Instruction » Set down, without alteration, the lines from the one that contains "In the picture above, where can the blue" through the final line of the material below.

----------------

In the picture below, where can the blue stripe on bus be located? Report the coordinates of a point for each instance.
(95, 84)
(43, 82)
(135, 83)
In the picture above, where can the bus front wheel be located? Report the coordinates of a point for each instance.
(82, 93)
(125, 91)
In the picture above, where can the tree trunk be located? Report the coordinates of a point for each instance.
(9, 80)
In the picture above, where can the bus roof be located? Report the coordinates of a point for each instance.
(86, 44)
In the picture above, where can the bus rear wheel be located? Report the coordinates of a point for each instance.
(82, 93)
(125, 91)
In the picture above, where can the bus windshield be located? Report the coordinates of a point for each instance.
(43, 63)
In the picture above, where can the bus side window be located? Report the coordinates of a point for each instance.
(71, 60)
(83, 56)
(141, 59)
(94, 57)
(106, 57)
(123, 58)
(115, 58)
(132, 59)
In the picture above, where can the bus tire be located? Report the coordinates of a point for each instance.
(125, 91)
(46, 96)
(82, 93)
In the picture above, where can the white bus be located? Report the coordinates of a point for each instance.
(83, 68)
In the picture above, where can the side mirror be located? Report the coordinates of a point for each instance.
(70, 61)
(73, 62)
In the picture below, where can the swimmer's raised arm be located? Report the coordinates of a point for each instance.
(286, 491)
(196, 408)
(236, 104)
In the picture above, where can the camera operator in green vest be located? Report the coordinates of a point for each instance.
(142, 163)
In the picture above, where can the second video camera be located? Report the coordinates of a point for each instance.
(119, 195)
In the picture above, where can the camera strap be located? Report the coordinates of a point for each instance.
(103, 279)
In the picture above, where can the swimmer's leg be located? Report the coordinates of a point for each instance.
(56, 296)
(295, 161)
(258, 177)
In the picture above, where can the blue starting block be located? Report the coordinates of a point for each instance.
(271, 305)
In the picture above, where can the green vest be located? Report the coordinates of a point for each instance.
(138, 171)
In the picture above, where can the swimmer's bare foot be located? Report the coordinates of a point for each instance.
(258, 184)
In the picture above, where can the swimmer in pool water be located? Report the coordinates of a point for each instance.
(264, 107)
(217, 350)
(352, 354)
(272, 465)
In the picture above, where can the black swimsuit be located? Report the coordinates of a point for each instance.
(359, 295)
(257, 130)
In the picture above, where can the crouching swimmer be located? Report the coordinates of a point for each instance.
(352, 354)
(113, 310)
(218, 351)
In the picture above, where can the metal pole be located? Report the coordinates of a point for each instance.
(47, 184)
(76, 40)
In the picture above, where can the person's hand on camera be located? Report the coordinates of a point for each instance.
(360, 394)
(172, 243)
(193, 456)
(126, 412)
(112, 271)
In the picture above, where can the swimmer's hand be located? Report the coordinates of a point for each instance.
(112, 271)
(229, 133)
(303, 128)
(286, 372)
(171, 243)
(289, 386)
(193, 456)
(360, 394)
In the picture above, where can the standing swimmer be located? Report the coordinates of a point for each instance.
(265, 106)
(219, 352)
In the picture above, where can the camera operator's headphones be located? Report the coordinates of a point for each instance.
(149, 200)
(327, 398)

----------------

Response to this task »
In the picture above, where can the blue starting block be located? Report the coordinates of a point for each instance.
(271, 305)
In the picture above, where can the green vest be located? Report the coordinates of a point for each instance.
(138, 171)
In the picture above, where can the swimmer's bare foot be located? Report the coordinates of a point for each instance.
(258, 184)
In the picture above, where can the swimmer in pool water be located? Report the coordinates of a point for each instance.
(264, 107)
(217, 350)
(352, 354)
(272, 465)
In the picture above, where can the black swimsuit be located? Report the coordinates of a point for each instance.
(359, 295)
(257, 130)
In the picture above, where can the crouching swimmer be located? Report the coordinates of a point for each instance.
(352, 354)
(113, 310)
(218, 351)
In the picture above, where can the metal pole be located? Report the coordinates of a point for each instance.
(47, 184)
(76, 40)
In the picture above, where can the person's hand on camera be located? Report the coordinates of a point for each instance.
(360, 394)
(172, 243)
(193, 456)
(126, 412)
(112, 271)
In the picture above, where can the swimmer's hand be located? Report the coordinates of a point for each instance.
(112, 271)
(229, 133)
(303, 128)
(286, 372)
(171, 243)
(289, 386)
(193, 456)
(360, 394)
In the picture above, where can the standing swimmer be located? Report the coordinates of a point for each instance.
(265, 106)
(219, 352)
In the picture above, where can the camera operator's headphones be located? Report the coordinates of a point for each instance.
(149, 200)
(327, 398)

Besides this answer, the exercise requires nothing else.